**DATA EXTRACT**:

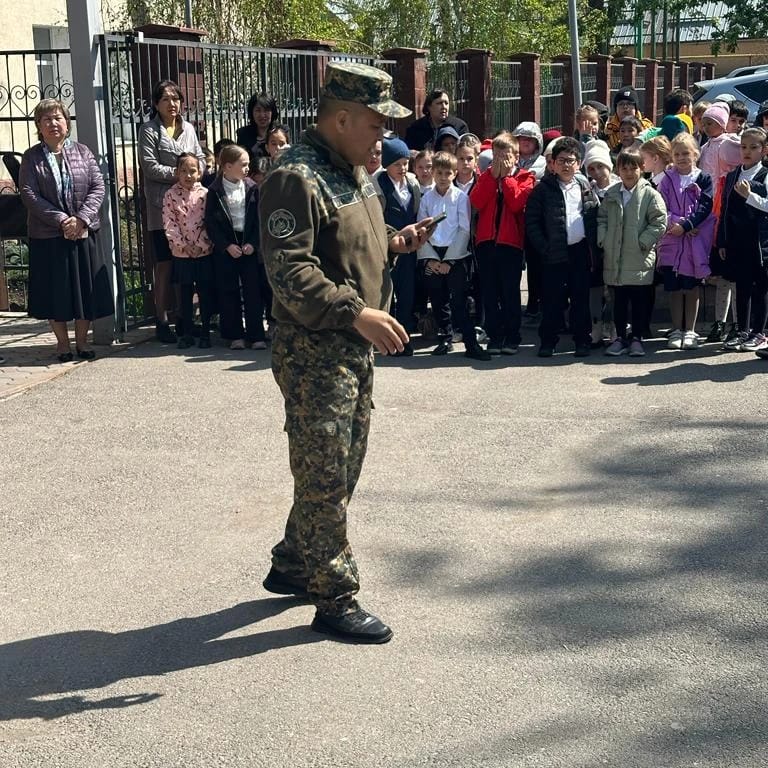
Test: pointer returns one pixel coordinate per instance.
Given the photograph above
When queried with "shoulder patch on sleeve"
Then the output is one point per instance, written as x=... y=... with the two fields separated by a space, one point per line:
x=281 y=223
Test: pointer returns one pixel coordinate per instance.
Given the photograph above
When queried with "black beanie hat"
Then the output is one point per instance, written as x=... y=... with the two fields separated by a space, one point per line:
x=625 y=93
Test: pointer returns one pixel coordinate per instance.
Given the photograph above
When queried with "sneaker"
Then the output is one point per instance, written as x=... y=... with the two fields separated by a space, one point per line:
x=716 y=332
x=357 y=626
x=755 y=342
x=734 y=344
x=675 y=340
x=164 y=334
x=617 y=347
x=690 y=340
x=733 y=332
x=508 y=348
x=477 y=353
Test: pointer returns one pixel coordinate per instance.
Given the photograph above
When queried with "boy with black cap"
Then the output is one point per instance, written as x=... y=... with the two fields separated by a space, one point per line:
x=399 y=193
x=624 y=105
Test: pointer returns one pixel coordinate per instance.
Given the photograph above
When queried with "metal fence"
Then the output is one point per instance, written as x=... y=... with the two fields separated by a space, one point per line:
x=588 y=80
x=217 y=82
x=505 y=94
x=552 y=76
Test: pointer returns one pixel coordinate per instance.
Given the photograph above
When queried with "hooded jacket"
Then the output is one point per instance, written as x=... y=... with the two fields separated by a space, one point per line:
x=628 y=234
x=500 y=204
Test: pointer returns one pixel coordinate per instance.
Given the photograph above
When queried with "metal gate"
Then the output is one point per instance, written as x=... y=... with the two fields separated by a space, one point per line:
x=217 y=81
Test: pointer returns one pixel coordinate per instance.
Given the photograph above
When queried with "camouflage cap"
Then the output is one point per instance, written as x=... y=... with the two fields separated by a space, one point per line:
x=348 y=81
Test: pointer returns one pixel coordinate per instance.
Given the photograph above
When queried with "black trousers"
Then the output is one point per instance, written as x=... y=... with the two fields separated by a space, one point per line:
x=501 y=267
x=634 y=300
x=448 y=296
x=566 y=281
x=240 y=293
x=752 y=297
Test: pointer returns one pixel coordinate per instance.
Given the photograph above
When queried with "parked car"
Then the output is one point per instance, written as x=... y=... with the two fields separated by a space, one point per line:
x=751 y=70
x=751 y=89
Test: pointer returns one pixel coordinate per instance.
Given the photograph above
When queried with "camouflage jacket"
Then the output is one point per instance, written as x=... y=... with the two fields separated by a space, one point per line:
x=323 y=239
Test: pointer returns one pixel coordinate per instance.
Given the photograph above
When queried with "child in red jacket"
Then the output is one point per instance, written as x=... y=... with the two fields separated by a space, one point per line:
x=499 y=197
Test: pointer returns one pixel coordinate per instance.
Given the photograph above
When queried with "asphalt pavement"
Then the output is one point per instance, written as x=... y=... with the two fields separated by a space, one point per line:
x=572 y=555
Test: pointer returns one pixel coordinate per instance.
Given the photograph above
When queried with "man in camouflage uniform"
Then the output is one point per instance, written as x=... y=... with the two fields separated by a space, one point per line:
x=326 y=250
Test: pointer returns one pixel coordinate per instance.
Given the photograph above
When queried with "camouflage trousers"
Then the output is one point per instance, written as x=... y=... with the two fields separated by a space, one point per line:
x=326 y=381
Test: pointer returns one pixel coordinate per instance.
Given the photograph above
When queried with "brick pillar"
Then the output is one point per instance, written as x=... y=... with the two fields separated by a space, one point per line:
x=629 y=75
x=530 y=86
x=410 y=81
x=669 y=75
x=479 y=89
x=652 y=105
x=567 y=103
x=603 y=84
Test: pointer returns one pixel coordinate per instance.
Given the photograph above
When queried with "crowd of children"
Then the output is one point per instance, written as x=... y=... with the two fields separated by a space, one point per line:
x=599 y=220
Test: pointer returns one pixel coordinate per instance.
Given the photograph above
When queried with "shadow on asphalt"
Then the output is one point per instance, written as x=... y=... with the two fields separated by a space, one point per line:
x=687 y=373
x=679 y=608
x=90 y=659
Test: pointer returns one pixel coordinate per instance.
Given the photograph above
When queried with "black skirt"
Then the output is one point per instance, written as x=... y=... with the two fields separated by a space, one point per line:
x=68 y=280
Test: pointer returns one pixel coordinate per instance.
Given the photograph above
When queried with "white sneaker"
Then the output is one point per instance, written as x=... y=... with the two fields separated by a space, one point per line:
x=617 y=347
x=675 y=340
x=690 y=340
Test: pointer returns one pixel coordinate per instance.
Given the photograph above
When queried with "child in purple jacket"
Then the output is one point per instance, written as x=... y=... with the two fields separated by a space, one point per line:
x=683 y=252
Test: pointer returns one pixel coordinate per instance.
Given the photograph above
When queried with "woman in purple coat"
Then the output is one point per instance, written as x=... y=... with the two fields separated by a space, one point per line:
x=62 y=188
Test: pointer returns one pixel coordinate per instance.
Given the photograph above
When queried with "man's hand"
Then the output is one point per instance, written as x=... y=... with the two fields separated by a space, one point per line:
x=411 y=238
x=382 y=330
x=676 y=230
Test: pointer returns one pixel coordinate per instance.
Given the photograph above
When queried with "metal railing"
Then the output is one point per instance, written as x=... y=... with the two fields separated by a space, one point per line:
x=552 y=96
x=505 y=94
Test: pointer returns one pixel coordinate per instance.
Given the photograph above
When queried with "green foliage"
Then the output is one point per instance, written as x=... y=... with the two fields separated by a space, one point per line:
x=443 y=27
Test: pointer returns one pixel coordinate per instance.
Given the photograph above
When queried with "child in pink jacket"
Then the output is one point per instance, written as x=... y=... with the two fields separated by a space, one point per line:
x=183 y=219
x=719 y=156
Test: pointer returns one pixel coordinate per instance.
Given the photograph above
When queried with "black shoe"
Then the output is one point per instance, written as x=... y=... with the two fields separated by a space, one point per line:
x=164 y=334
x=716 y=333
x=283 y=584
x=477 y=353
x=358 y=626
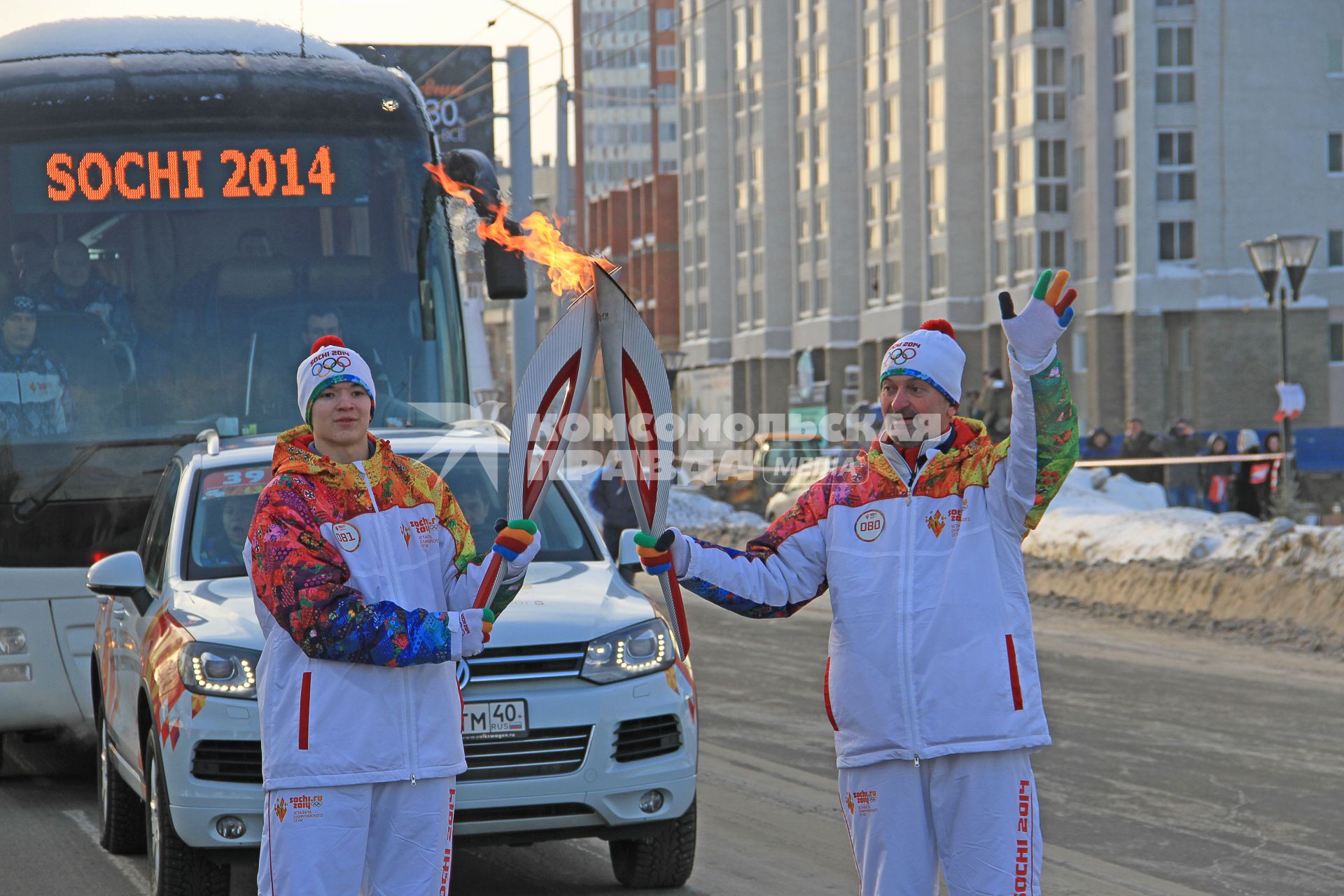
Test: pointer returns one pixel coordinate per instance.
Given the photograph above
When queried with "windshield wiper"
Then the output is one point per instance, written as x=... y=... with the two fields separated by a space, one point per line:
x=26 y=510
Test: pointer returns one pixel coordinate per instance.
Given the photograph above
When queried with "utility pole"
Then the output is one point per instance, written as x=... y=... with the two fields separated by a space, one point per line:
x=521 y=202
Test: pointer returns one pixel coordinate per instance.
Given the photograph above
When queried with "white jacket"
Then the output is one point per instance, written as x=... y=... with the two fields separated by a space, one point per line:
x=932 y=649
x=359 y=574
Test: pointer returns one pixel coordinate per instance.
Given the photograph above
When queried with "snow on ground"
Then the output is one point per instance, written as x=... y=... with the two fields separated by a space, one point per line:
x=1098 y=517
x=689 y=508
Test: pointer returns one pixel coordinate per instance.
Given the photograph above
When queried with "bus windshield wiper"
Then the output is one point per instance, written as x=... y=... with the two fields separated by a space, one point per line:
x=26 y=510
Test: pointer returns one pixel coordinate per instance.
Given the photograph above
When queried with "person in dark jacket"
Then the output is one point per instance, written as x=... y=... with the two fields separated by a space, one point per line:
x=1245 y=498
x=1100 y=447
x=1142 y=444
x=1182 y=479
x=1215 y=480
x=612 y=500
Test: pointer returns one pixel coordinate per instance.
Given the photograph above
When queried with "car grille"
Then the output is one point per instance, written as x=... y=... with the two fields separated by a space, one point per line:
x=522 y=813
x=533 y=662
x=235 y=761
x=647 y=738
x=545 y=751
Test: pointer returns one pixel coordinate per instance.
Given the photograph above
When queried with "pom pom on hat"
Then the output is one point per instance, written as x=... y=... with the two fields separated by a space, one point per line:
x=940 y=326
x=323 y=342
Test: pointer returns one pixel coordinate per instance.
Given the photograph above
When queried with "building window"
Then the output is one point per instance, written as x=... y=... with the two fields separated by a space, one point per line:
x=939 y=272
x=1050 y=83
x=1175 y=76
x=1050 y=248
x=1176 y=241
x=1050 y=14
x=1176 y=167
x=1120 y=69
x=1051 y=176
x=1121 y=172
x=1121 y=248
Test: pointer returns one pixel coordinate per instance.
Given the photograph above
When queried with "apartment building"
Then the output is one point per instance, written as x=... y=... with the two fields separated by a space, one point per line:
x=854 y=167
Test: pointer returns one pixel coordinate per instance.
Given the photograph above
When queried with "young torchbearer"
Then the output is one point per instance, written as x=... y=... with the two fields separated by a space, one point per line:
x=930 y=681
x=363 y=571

**REQUIRED WORK**: Report each line of the records that contains the string "metal", with case counting, so a match must have the same capitalization.

**REPLY**:
When queried with "metal fence"
When queried with "metal gate"
When queried with "metal railing"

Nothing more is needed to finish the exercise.